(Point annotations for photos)
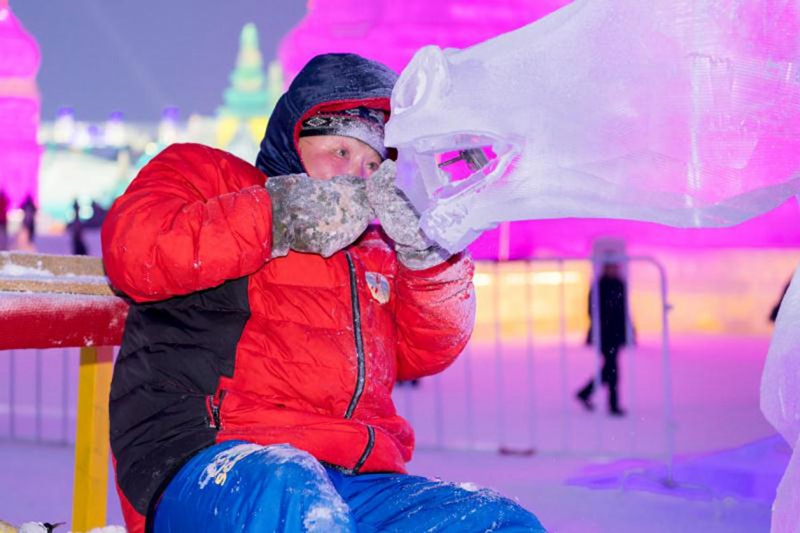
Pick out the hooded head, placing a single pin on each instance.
(328, 85)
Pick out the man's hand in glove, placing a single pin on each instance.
(401, 222)
(317, 216)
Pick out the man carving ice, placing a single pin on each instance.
(270, 322)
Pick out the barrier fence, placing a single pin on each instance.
(510, 393)
(515, 394)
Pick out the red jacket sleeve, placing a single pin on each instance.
(193, 218)
(435, 313)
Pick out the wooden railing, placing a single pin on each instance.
(49, 301)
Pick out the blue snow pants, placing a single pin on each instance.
(238, 486)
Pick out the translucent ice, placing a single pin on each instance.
(780, 403)
(680, 112)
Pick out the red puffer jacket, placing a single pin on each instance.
(223, 343)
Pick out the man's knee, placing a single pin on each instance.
(487, 510)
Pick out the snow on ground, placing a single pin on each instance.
(588, 473)
(727, 467)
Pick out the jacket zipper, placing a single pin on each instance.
(213, 405)
(359, 340)
(367, 449)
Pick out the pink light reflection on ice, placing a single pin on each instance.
(20, 105)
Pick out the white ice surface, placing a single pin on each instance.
(679, 112)
(726, 472)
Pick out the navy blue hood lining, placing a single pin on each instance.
(328, 80)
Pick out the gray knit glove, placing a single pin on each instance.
(317, 216)
(400, 221)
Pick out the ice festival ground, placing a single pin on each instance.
(728, 462)
(587, 473)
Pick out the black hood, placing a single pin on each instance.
(327, 81)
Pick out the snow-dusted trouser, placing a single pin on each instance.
(238, 486)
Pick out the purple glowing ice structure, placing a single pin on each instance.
(19, 109)
(391, 32)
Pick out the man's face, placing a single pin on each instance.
(326, 156)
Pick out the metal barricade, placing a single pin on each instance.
(517, 396)
(40, 402)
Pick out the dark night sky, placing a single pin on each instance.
(137, 56)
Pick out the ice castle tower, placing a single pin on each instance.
(19, 109)
(391, 31)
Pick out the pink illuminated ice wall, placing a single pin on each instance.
(19, 109)
(391, 31)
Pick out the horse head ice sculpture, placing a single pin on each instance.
(680, 112)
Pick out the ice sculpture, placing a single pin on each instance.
(680, 112)
(780, 403)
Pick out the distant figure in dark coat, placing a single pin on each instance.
(76, 232)
(773, 316)
(29, 218)
(613, 315)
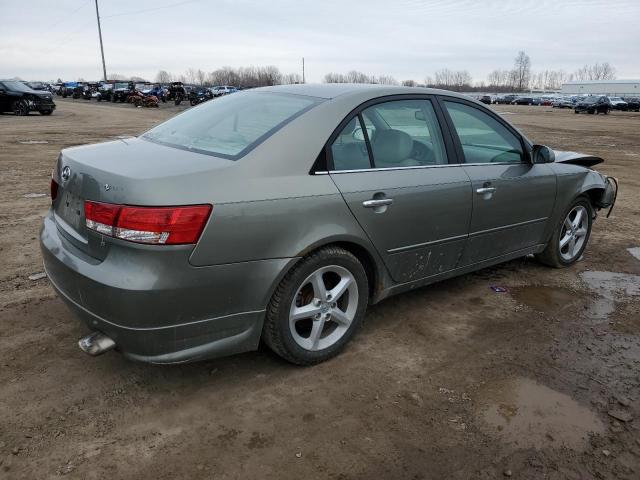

* _WHAT IS ASKED_
Please pull out every line of the records above that contains the word "glove".

* _COMPLETE ANSWER_
Pick out the man's hand in glove, placing a single pin on each instance.
Pick out the gray knit glove, placing a single pin on each instance.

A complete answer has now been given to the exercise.